#### CONSIGNA
Reproduce sin ningún cambio el pasaje del texto sobre los sesgos ideológicos ante la epidemia que comienza en "Ahora, de golpe" y termina en "proyecto de futuro.".

#### FRAGMENTO DEL TEXTO
++++++++++++++++++++
Todos, incluidos aquellos que procuramos estar prevenidos contra las ideologías, participamos en mayor o menor medida de alguna. Eso tiene su parte buena: es una expresión de nuestras convicciones, y las convicciones nacen de la fibra moral del ser humano, uno de sus principales recursos para la supervivencia individual y comunitaria. Tiene, también, su parte mala: de las ideologías brotan a menudo prejuicios, esos prejuicios tienen el potencial de conducirnos —a todos— a cometer errores y esos errores, dependiendo de las circunstancias, pueden ser graves e incluso comprometer seriamente el bienestar propio o ajeno.

Los últimos días nos han mostrado a todos hasta qué punto nuestros sesgos ideológicos nos empujan a meter la pata, en ocasiones de manera severa. Hay lecciones para todos. Para los que viven de prevenir frente a los foráneos y se van fuera a traer ellos el virus, para quienes consideraron que una movilización emblemática de sus reivindicaciones importaba más que la salud pública, para quienes llevan años propugnando que se elimine la solidaridad entre todos y ahora comprueban que sólo unirnos puede salvarnos, para los que nos han machacado desdeñando el valor de lo público y en una coyuntura extraordinaria se dan de bruces con la cruda realidad de que si lo público anda corto o no funciona nos quedamos sin contención ni soporte. Incluso hay para los que alegremente sostienen una de esas pistonudas enmiendas a la totalidad con las que en tiempo de bonanza o de indemnidad sale gratis coquetear viviendo en democracia.

Ahora, de golpe y en sólo unos pocos días nos han puesto a todos en nuestro sitio: a todos, sin excepción. Que nadie vaya de listo, porque las dimensiones del mal que nos acecha son fruto de los patinazos de todos y cada uno de nosotros, y cada uno ha puesto de su parte. Pero sobre todo, porque sólo desde el firme compromiso de todos para superar la situación, renunciando a hacer de lo que tenemos encima ganancia particular y quebranto del oponente, podemos tener alguna esperanza de salir adelante con un coste que no sea desproporcionado y demoledor para nuestra convivencia y para nuestro proyecto de futuro.

A la hora de escribir estas líneas ya hemos cosechado un revés de enormes proporciones. Por la magnitud del problema social, económico y humano que plantea la epidemia en curso, desde luego; pero basta mirar la cifra de fallecidos, y comparar con las de otros dramas que nos han afligido y removido como sociedad, para comprobarlo. Sobre todo cuando cabe pensar que si no hubiéramos cometido, desde todos los frentes ideológicos, desatinos de envergadura, esa cifra y ese problema podrían ser sensiblemente menores.

Lo que ahora toca es ver y demostrar si somos esa gran comunidad humana que nos gusta declarar que somos, dando el cuidado debido a los que son más vulnerables, conteniendo y rectificando la insolidaridad y la frivolidad de los que lo son menos y aparcando mientras dure esto las diferencias y las tentaciones de ser más estupendo que el de enfrente, para conservar algo por lo que algún día poder volver a pelearnos.
++++++++++++++++++++
#### DATOS PARA EXAMINAR
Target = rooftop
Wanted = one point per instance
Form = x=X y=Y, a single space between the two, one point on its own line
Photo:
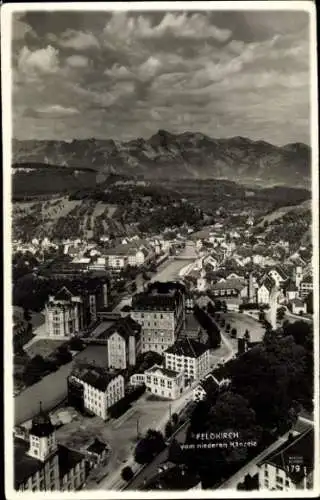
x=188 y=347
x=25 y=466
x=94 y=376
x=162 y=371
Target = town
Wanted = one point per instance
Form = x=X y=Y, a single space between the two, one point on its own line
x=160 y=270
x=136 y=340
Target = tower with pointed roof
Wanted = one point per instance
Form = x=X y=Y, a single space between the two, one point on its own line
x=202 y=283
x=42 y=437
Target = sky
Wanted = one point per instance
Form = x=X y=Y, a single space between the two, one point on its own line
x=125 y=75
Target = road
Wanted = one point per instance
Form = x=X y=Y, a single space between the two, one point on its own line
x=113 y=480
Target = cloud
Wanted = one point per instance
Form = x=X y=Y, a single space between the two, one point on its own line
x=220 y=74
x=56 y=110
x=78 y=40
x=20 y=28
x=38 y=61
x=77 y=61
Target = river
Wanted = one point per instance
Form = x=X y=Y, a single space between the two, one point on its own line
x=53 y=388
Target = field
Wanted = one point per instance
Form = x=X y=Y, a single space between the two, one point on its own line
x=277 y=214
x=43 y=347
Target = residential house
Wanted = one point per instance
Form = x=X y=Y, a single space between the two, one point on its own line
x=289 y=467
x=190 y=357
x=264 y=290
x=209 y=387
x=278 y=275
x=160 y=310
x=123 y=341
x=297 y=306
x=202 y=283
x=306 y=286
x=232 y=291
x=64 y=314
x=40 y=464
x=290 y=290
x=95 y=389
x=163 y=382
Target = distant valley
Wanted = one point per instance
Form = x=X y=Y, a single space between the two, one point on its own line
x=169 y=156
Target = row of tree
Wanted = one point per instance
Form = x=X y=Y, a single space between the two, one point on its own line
++++++++++++++++++++
#### ESPACIO DE RESPUESTA
Ahora, de golpe y en sólo unos pocos días nos han puesto a todos en nuestro sitio: a todos, sin excepción. Que nadie vaya de listo, porque las dimensiones del mal que nos acecha son fruto de los patinazos de todos y cada uno de nosotros, y cada uno ha puesto de su parte. Pero sobre todo, porque sólo desde el firme compromiso de todos para superar la situación, renunciando a hacer de lo que tenemos encima ganancia particular y quebranto del oponente, podemos tener alguna esperanza de salir adelante con un coste que no sea desproporcionado y demoledor para nuestra convivencia y para nuestro proyecto de futuro.